## GIVEN DATA
....
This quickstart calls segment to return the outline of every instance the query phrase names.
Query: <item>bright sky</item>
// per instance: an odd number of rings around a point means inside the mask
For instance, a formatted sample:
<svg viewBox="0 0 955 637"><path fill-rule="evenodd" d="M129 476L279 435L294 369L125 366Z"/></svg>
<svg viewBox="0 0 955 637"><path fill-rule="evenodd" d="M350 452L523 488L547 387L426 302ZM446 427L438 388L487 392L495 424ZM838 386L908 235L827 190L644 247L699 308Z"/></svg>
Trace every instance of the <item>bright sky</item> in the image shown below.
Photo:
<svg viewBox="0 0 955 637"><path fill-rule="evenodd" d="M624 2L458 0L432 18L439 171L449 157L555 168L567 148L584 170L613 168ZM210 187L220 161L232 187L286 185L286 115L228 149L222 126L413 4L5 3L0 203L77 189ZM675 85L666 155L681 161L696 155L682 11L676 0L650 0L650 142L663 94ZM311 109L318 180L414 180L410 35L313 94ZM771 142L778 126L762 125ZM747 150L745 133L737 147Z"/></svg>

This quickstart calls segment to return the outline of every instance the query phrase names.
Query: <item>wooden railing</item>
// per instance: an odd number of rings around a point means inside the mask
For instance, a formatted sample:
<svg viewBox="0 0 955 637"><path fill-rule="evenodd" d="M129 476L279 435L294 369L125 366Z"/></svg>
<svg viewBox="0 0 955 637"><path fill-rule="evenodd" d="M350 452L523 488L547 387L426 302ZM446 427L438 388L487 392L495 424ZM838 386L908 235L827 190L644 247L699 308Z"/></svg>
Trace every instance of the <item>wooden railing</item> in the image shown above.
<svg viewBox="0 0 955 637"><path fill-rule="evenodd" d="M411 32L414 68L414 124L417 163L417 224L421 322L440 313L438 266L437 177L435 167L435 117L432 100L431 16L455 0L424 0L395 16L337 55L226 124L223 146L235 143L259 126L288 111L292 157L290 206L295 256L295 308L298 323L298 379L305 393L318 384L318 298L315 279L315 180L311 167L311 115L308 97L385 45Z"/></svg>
....
## TASK GOAL
Lay out every line of the material above as a JSON list of strings, one string per line, and omit the blank lines.

## RESPONSE FOR THIS EXERCISE
[
  "This quickstart calls segment to return the outline of every instance the query phrase names.",
  "Query: <item>bright sky</item>",
  "// per instance: an odd number of rings around a point means inside the mask",
  "For instance, a formatted sample:",
  "<svg viewBox=\"0 0 955 637\"><path fill-rule=\"evenodd\" d=\"M129 476L279 435L294 369L125 366Z\"/></svg>",
  "<svg viewBox=\"0 0 955 637\"><path fill-rule=\"evenodd\" d=\"M350 452L523 488L547 387L426 302ZM446 427L438 388L487 392L495 424ZM838 386L908 235L827 190L644 247L699 308Z\"/></svg>",
  "Trace every instance of the <item>bright sky</item> in the image shown below.",
  "Photo:",
  "<svg viewBox=\"0 0 955 637\"><path fill-rule=\"evenodd\" d=\"M624 2L458 0L432 18L439 171L449 157L555 168L567 148L584 170L613 168ZM210 187L220 161L232 187L286 185L286 115L228 149L222 126L413 4L5 3L0 203L77 189ZM675 85L666 155L681 161L696 155L682 11L676 0L650 0L650 142L663 94ZM311 109L318 180L414 180L410 35L313 94ZM771 142L778 126L762 125ZM747 150L745 133L737 147Z\"/></svg>",
  "This quickstart calls segment to return the outline of every instance the query phrase names.",
  "Query: <item>wooden railing</item>",
  "// per instance: an odd number of rings around a point means inside the mask",
  "For instance, a formatted sample:",
  "<svg viewBox=\"0 0 955 637\"><path fill-rule=\"evenodd\" d=\"M129 476L279 435L294 369L125 366Z\"/></svg>",
  "<svg viewBox=\"0 0 955 637\"><path fill-rule=\"evenodd\" d=\"M350 452L523 488L547 387L426 302ZM446 427L438 388L487 392L495 424ZM838 386L908 235L827 190L644 247L699 308Z\"/></svg>",
  "Trace every instance of the <item>wooden railing</item> in the image shown above.",
  "<svg viewBox=\"0 0 955 637\"><path fill-rule=\"evenodd\" d=\"M411 32L414 68L414 124L417 163L417 224L421 322L440 313L438 266L437 177L435 167L435 117L432 100L431 16L455 0L424 0L395 16L337 55L226 124L223 146L235 143L259 126L288 111L292 157L290 206L295 256L295 308L298 323L298 379L305 393L318 384L318 298L315 279L315 180L311 167L311 115L308 97L385 45Z\"/></svg>"
]